PASSAGE

---------------

In the Harvard Internation Review, Pepper Culpepper and Archon Fung discuss how the EU can move forward after last year’s rejections of the EU constitution.
European leaders remain divided as to how, or even whether, to move forward with the constitutional project. Political strategies in the aftermath of the rejection of the new constitution have followed two general tracks. The first, common among politicians and bureaucrats who favor further EU integration, is to take some of the institutional pieces proposed in the constitution—such as a single, more powerful EU foreign minister—and ratify them individually, perhaps in national parliaments. Proponents of this approach, such as EU Commission President José Manuel Barroso, stress that such measures would streamline decision-making in a European Union of 25 members. The second view, voiced especially by Euro-skeptic politicians and many scholars who study the European Union, such as Princeton University’s Andrew Moravcsik, holds that the defeat of the constitution has at last dashed the silly idea of a European super-state. Having largely succeeded in building incremental projects that national governments wanted—notably the single market and single currency—the European Union should stick to creating similar projects in the future. The ideal of a federal Europe long promoted by those seeking “ever closer union” is dead: good riddance!

---------------

ENTRIES SUPPLIED

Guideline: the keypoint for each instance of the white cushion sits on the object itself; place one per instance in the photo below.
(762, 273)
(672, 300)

---------------

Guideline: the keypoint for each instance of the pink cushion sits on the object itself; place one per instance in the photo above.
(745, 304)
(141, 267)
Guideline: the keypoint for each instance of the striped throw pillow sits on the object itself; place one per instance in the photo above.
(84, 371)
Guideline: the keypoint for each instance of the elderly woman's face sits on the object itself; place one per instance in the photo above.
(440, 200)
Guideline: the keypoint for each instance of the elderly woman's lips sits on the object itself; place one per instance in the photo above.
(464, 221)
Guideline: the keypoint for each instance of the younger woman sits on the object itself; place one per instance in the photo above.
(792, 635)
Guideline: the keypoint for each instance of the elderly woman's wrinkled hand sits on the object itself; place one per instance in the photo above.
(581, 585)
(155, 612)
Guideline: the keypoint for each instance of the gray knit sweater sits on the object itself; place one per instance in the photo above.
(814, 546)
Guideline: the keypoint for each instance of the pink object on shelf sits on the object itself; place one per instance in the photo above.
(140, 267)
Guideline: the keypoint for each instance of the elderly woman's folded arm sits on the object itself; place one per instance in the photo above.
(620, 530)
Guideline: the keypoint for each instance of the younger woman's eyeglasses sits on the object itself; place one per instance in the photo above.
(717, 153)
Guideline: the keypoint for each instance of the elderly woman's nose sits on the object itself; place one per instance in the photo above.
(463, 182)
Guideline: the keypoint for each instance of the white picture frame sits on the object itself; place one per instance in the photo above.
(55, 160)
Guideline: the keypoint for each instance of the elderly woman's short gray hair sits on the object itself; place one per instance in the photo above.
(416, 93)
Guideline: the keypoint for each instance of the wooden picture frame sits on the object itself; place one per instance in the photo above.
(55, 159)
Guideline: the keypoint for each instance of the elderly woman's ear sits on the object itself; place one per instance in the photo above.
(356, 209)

---------------

PROBLEM SET
(a) In the passage on the EU constitution, who is named as a proponent of ratifying pieces of the constitution individually?
(b) Retype the passage on the EU constitution from "In the Harvard" up to and including "the EU constitution.".

SOLVED TASKS
(a) EU Commission President José Manuel Barroso

(b)
In the Harvard Internation Review, Pepper Culpepper and Archon Fung discuss how the EU can move forward after last year’s rejections of the EU constitution.